*GIVEN PROBLEM A:*
In the mailing-list message about t-test degrees of freedom, what are the two group sizes in the manual's example?
*GIVEN PROBLEM B:*
Resume the mailing-list message about t-test degrees of freedom from where it stops.

*SUPPLIED PASSAGE:*
══════════════════════════════
Date: Mon, 3 Aug 1998 07:16:59 -0400
Reply-To: "William B. Ware" <wbware@EMAIL.UNC.EDU>
Sender: "SPSSX(r) Discussion" <SPSSX-L@UGA.CC.UGA.EDU>
From: "William B. Ware" <wbware@EMAIL.UNC.EDU>
Subject: Re: t-test's df when variances not equal?
Content-Type: TEXT/PLAIN; charset=US-ASCII
On Sun, 2 Aug 1998, Gonzalo Kmaid wrote:
> Hi! Just a minor question on how to compute df for a t-test (testing
> differences between two means) when is not possible to assume equal
> variances between groups.
> My question is, how df are computed in this case?
> In the mentioned manual's example (groups sizes are 50 and 48)
> Df Equal 96 (clearly N1 + N2 -2)
> Df Unequal 89.43 ????
══════════════════════════════
*LISTING:*
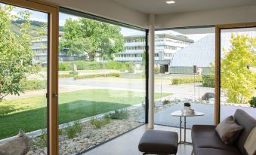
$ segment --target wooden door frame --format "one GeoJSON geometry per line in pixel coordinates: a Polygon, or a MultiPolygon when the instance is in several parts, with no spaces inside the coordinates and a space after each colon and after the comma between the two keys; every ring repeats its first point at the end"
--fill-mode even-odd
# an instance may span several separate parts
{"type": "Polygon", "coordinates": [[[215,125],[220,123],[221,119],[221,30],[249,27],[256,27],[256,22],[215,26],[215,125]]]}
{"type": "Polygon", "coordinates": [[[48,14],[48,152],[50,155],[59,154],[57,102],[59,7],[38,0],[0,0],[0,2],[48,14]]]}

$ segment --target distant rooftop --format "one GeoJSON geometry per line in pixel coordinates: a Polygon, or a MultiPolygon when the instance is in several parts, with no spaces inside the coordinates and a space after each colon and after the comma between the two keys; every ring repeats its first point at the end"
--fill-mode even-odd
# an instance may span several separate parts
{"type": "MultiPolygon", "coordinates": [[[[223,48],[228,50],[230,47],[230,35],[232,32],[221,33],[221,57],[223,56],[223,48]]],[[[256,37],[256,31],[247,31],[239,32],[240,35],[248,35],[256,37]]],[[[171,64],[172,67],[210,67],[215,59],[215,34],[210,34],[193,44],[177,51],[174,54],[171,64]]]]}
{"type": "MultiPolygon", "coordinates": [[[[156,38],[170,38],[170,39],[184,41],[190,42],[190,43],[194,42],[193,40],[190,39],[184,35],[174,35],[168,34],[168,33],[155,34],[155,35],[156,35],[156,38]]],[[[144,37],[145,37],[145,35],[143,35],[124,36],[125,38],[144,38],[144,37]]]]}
══════════════════════════════
*WRITTEN ANSWER A:*
50 and 48

*WRITTEN ANSWER B:*
The value for the df is calculated using a formula that is a relative
complex function of the sample variances and sample sizes. I believe that
the original goes back to Satterwaite (sp?).
It appears in several introductory statistics books... for example,
Hinkle, Wiersma, & Jurs.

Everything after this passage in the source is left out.